***** Recorded data

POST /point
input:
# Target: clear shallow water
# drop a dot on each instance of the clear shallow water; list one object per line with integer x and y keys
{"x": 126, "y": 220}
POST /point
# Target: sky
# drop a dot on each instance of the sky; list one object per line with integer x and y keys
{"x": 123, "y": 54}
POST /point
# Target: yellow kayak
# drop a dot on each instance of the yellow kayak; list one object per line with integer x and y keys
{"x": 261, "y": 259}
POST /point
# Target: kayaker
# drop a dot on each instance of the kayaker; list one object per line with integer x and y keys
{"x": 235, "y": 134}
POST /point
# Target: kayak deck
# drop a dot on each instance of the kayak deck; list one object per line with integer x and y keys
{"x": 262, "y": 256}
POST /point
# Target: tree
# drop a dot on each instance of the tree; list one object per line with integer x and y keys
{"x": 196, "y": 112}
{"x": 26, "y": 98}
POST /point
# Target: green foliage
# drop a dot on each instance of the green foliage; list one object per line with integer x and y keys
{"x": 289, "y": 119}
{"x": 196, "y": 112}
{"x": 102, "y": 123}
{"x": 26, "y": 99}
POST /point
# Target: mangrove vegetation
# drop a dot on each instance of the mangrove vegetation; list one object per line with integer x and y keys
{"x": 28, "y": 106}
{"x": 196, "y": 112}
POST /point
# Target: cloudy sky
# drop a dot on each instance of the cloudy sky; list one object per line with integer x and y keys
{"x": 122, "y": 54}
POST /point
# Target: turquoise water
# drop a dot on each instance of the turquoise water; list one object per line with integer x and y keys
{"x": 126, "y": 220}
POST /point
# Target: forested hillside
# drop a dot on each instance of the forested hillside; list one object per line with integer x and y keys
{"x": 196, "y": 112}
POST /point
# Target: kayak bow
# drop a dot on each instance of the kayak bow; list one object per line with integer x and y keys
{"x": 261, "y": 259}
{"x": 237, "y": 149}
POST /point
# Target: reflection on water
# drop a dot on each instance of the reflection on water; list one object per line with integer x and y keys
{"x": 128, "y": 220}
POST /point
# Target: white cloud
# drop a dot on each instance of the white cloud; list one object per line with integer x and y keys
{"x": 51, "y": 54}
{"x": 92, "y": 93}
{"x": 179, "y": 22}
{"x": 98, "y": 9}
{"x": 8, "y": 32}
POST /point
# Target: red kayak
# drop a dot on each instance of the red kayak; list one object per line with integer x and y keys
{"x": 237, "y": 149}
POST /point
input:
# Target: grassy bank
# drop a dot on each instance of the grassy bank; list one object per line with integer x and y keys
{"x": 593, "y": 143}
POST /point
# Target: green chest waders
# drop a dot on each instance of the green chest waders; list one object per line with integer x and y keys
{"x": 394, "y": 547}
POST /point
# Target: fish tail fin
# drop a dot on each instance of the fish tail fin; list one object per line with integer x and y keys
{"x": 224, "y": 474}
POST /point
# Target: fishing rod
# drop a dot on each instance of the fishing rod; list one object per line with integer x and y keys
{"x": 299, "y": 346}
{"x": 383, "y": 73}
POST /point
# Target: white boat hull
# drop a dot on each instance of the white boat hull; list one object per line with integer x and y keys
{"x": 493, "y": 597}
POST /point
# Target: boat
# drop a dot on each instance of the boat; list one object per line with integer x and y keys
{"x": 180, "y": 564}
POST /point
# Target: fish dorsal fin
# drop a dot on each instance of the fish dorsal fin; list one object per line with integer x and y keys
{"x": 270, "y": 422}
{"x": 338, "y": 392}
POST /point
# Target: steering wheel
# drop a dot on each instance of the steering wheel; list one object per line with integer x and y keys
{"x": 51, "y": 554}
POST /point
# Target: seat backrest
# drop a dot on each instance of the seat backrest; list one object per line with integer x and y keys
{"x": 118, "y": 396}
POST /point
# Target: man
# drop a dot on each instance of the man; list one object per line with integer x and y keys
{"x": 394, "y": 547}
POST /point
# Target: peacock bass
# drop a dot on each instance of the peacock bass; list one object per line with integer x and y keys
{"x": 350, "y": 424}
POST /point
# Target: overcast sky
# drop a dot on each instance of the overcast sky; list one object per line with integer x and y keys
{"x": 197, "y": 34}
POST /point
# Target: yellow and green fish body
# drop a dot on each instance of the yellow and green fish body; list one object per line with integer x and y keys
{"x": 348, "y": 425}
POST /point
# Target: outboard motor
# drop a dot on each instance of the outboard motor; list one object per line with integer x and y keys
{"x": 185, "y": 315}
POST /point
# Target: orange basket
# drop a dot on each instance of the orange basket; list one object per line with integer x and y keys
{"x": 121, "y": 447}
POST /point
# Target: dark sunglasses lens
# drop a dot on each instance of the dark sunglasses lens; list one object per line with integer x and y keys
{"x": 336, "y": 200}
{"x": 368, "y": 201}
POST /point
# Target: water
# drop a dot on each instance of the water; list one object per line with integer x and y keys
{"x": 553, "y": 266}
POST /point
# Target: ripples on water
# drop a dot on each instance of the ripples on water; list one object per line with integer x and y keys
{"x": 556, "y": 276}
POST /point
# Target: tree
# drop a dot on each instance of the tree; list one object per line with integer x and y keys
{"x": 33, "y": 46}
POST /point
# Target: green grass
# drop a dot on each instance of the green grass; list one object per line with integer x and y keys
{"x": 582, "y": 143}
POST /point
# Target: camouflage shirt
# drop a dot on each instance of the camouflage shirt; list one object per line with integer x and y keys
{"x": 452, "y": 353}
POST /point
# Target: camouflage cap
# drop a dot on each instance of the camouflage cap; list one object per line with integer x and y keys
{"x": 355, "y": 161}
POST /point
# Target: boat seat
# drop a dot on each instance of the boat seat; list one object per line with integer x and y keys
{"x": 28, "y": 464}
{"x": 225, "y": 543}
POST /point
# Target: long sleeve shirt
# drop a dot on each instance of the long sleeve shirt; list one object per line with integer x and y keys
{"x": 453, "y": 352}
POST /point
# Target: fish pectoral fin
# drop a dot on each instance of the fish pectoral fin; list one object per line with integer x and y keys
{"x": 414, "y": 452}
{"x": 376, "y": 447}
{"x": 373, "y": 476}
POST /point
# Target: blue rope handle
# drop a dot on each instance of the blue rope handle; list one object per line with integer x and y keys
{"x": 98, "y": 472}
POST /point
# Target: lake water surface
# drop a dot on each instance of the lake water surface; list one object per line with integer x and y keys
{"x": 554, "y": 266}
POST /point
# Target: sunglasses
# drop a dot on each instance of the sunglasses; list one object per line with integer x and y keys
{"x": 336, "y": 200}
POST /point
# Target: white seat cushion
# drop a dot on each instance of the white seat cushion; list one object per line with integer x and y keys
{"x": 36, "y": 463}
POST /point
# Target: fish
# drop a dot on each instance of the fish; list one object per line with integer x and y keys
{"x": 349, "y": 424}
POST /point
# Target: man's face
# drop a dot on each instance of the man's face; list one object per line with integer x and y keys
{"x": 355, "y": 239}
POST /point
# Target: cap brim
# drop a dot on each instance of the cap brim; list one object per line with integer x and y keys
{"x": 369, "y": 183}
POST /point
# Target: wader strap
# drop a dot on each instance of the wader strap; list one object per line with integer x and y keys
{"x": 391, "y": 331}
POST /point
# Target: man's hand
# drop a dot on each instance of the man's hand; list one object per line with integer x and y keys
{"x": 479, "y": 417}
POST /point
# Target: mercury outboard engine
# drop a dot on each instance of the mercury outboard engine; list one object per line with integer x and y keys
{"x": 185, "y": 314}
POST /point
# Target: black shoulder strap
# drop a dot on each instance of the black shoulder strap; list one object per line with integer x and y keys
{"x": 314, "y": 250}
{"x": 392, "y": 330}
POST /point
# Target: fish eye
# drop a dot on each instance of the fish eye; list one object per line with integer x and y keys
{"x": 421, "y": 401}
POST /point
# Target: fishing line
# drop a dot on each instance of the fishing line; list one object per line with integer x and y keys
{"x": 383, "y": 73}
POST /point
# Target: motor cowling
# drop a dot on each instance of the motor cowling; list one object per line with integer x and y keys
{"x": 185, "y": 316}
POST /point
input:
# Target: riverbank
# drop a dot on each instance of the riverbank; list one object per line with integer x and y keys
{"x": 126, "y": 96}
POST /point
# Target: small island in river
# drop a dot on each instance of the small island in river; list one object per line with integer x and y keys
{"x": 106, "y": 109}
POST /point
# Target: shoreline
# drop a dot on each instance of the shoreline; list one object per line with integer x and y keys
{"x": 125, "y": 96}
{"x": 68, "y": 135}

**********

• _Instructions for the task_:
Among the records above, extract exactly the lines from the line with "# Target: white boat hull" to the line with "# Target: ripples on water", both lines included, and leave out the rest.

• _Exercise result_:
# Target: white boat hull
# drop a dot on each instance of the white boat hull; list one object per line with integer x and y keys
{"x": 493, "y": 597}
POST /point
# Target: boat
# drop a dot on each instance of the boat; list one object per line with integer x and y keys
{"x": 180, "y": 564}
POST /point
# Target: fish dorsal fin
# drop a dot on each instance of the fish dorsal fin; list one object per line with integer x and y keys
{"x": 270, "y": 422}
{"x": 338, "y": 392}
POST /point
# Target: steering wheel
# drop a dot on each instance of the steering wheel; list one object per line with integer x and y keys
{"x": 51, "y": 554}
POST /point
# Target: seat backrest
# drop a dot on each instance of the seat backrest; list one object per line with integer x and y keys
{"x": 118, "y": 396}
POST /point
# Target: man
# drop a dot on each instance of the man; list one object per line with integer x and y keys
{"x": 394, "y": 547}
POST /point
# Target: peacock bass
# drop a dot on each instance of the peacock bass; list one object per line with integer x and y keys
{"x": 350, "y": 424}
POST /point
# Target: overcast sky
# drop a dot on each instance of the overcast sky; list one object per line with integer x and y keys
{"x": 197, "y": 34}
POST /point
# Target: yellow and green fish body
# drop a dot on each instance of the yellow and green fish body; list one object per line with integer x and y keys
{"x": 348, "y": 425}
POST /point
# Target: outboard motor
# drop a dot on each instance of the outboard motor; list one object per line with integer x and y keys
{"x": 185, "y": 315}
POST /point
# Target: orange basket
# drop a dot on each instance of the orange basket; list one object per line with integer x and y keys
{"x": 121, "y": 447}
POST /point
# Target: dark sunglasses lens
# drop a dot on each instance of the dark sunglasses lens; list one object per line with integer x and y keys
{"x": 336, "y": 200}
{"x": 368, "y": 201}
POST /point
# Target: water
# drop a dot on each instance of the water; list one object per line with integer x and y keys
{"x": 553, "y": 266}
POST /point
# Target: ripples on water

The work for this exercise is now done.